• [EXERCISE INSTRUCTIONS] Copy every record word for word.

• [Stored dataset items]
◆ ◆ ◆ ◆ ◆

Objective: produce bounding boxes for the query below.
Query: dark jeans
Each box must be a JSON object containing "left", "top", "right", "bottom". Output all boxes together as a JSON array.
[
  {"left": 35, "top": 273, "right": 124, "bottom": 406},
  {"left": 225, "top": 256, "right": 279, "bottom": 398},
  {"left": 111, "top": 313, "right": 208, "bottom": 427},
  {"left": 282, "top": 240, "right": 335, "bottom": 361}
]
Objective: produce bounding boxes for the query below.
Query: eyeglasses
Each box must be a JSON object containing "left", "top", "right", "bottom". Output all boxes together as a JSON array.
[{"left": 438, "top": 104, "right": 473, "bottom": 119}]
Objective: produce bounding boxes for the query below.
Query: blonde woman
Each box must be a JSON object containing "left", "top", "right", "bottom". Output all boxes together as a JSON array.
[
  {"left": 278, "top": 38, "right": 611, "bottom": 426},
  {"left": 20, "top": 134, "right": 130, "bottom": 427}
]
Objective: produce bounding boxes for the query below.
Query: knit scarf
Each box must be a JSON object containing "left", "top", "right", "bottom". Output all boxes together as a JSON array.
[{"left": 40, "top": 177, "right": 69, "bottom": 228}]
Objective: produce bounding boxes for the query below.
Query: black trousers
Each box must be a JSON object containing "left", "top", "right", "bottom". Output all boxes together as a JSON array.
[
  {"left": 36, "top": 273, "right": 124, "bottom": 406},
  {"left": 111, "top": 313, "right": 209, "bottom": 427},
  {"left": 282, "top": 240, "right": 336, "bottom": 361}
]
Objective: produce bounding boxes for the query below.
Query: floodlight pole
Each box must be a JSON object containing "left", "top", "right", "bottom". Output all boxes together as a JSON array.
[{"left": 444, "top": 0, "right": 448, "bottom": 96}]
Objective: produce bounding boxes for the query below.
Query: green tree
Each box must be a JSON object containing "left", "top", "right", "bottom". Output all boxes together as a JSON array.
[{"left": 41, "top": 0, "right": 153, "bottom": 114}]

◆ ◆ ◆ ◆ ◆

• [WRITTEN RESPONSE]
Objective: produce bounding boxes for the query below.
Query: dark jeans
Each box must be a JSON object containing "left", "top", "right", "bottom". Output all boxes together as a JSON array.
[
  {"left": 35, "top": 273, "right": 124, "bottom": 406},
  {"left": 225, "top": 256, "right": 279, "bottom": 398},
  {"left": 111, "top": 313, "right": 208, "bottom": 427},
  {"left": 282, "top": 240, "right": 335, "bottom": 361}
]
Objective: produce bounding boxes for the query below.
Query: eyeglasses
Each box must be a JSON object containing "left", "top", "right", "bottom". Output all boxes together as a JSON array.
[{"left": 438, "top": 104, "right": 473, "bottom": 119}]
Objective: produce bounding boxes for the query below.
Query: blonde woman
Each box must be a JSON object containing "left", "top", "right", "bottom". Output all boxes together as a JSON array.
[
  {"left": 278, "top": 38, "right": 611, "bottom": 426},
  {"left": 20, "top": 134, "right": 130, "bottom": 427}
]
Objective: produce bounding boxes for the query below.
Query: knit scarf
Each box must be a JSON object containing "left", "top", "right", "bottom". Output all boxes together as a JSON array.
[{"left": 40, "top": 177, "right": 69, "bottom": 228}]
Objective: produce bounding boxes for the query below.
Query: black trousers
Each box must be a JSON object containing "left", "top", "right", "bottom". Output all boxes together as a JSON array.
[
  {"left": 36, "top": 273, "right": 124, "bottom": 406},
  {"left": 111, "top": 313, "right": 209, "bottom": 427},
  {"left": 282, "top": 240, "right": 336, "bottom": 361}
]
Objective: produce bounding boxes for the query below.
Query: floodlight pole
Each box must be a JSON object containing "left", "top", "right", "bottom". Output all boxes together as a JSON array.
[{"left": 444, "top": 0, "right": 448, "bottom": 96}]
Objective: produce bounding boxes for the query below.
Query: green tree
Each box must be a JSON object containing "left", "top", "right", "bottom". Output all boxes together as a JSON array.
[{"left": 41, "top": 0, "right": 153, "bottom": 114}]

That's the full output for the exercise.